What is needed
How many lines in the material below contain the word "white"? Reply with the number alone.
======== Data listing
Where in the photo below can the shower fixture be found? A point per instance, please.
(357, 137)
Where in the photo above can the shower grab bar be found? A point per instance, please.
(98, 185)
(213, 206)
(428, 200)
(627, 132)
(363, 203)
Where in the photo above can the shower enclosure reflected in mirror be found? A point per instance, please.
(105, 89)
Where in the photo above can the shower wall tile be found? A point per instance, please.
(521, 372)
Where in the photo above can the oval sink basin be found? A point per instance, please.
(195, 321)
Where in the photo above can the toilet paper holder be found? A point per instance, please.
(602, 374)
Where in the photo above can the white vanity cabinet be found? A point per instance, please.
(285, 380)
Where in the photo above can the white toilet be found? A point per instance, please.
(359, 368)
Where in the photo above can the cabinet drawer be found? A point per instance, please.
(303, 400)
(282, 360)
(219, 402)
================
======== Data listing
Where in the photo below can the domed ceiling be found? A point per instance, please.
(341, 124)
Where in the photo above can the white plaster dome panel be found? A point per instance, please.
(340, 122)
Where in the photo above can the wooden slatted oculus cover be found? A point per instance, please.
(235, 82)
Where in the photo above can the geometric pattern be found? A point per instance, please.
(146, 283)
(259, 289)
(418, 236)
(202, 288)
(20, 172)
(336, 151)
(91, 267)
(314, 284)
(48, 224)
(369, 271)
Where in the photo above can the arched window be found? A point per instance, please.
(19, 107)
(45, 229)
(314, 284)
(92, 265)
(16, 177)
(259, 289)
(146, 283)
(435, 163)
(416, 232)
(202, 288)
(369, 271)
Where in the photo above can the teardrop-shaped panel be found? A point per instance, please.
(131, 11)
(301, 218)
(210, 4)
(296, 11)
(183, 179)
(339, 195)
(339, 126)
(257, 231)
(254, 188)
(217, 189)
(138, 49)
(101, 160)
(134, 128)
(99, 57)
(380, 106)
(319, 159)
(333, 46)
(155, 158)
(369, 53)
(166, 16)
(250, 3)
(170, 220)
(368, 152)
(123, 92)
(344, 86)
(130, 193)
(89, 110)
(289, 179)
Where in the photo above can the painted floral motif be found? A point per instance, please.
================
Finished answer
3